TASK DETAILS: Which lines in the material below contain the word "tree"? Pick out each of them and copy it.

MATERIAL SUPPLIED:
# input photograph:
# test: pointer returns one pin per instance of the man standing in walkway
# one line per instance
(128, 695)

--

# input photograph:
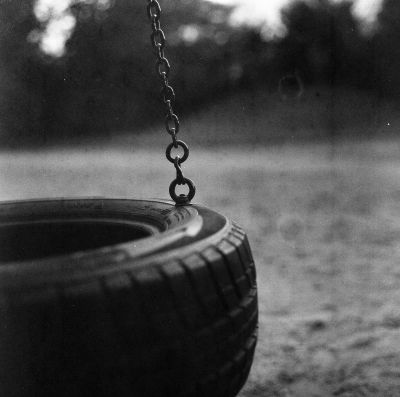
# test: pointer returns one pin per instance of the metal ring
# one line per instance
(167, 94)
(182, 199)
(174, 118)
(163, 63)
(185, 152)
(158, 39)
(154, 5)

...

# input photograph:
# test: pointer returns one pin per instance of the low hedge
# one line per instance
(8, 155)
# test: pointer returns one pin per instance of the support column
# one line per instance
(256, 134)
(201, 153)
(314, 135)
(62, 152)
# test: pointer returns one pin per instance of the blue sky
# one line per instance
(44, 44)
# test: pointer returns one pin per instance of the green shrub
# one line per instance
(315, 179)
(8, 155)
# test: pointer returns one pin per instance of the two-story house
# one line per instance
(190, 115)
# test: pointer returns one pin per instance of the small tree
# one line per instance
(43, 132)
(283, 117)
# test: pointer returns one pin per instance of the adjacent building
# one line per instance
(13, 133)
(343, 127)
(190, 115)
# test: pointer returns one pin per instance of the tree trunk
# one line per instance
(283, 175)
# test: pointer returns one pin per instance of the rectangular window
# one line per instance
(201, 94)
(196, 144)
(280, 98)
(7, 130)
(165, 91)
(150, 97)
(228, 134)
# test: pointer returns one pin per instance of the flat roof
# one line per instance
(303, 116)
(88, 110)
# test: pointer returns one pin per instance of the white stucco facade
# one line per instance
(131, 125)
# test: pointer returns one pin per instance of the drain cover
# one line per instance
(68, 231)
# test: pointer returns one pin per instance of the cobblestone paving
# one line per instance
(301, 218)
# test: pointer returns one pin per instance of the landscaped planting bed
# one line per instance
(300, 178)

REPLY:
# test: pointer returns one pin per instance of the small tree
# test: pointer returns one pin per instance of the tree trunk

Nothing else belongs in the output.